— Dokumentabschnitt —
"Unser Selbstwert ist an materielle Werte gekoppelt"

Warum in Deutschland so viele Menschen Angst vor der Inflation haben, erklärt der Psychoanalytiker Jakob Müller.

Auch im Supermarkt sind die Preise erheblich angestiegen © SolStock/Getty Images

Die Inflationsrate ist in den letzten drei Monaten so stark gestiegen wie zuletzt im Jahr 1974 während der Ölkrise. Was ist Angst vor Inflation?

Das ist eine schwierige Frage, weil sich in dem, was wir Inflation nennen, sehr viel miteinander verschränkt: etwa die Frage, wie gehen Gesellschaften mit Teuerungsraten um, das kann sehr unterschiedlich sein. Ich bin zwar Psychologe, komme aber aus einer Soziologenfamilie und habe gelernt, dass es wichtig ist, zunächst von den realen ökonomischen Erfahrungen auszugehen. Das bedeutet in diesem Fall zu fragen, was „Inflation“ konkret für eine Familie oder Einzelne bedeutet. Heißt es, dass da ein Existenzkampf beginnt und jemand seine Brötchen nicht mehr bezahlen kann, bedeutet es Abschmelzen von Sparvermögen oder ist gemeint, dass aus 10 Millionen 9,5 Millionen Euro werden? Diese Ebene ist erst mal wichtig.

Wenn es um den Überlebenskampf geht, ist nicht viel Raum für Psychologie, höchstens für Resilienz, also die Frage: Wie gut bewältige ich die Situation? Anders in der Mittelschicht: Die Existenz ist durch die Inflation zwar meist noch nicht akut bedroht, aber es macht sich Angst davor breit. An der Stelle kommt die Psychologie ins Spiel: die persönliche kulturelle Mentalität und die ganz individuelle Ebene, also die eigenen Erfahrungen. Und da würde ich sagen, dass die emotionale Bedeutung von Inflation eng mit der Bedeutung von Geld verbunden ist.

— Gespeicherte Daten —
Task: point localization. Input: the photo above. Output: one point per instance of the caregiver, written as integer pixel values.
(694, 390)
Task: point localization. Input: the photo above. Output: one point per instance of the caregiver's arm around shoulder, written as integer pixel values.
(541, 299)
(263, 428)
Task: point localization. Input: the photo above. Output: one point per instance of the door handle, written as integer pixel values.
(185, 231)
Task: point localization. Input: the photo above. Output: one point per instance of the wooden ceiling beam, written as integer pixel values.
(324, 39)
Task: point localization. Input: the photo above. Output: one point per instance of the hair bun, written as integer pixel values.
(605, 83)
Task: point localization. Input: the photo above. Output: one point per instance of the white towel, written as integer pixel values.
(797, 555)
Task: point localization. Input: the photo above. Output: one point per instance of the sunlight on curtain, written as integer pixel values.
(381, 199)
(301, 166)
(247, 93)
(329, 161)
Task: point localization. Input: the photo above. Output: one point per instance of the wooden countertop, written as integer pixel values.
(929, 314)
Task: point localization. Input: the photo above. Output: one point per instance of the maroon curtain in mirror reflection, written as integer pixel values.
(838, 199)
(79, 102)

— Aufgabenziel —
Beantworte die folgenden Fragen zum Interview über die Angst vor Inflation.
(a) Mit welchem Jahr wird der Anstieg der Inflationsrate in den letzten drei Monaten verglichen?
(b) Aus welcher Art von Familie stammt Jakob Müller nach eigener Aussage?
(c) Wofür ist laut Jakob Müller im Überlebenskampf höchstens Raum?

— Antwort zur Aufgabe —
(a) Mit dem Jahr 1974, während der Ölkrise.
(b) Aus einer Soziologenfamilie.
(c) Für Resilienz.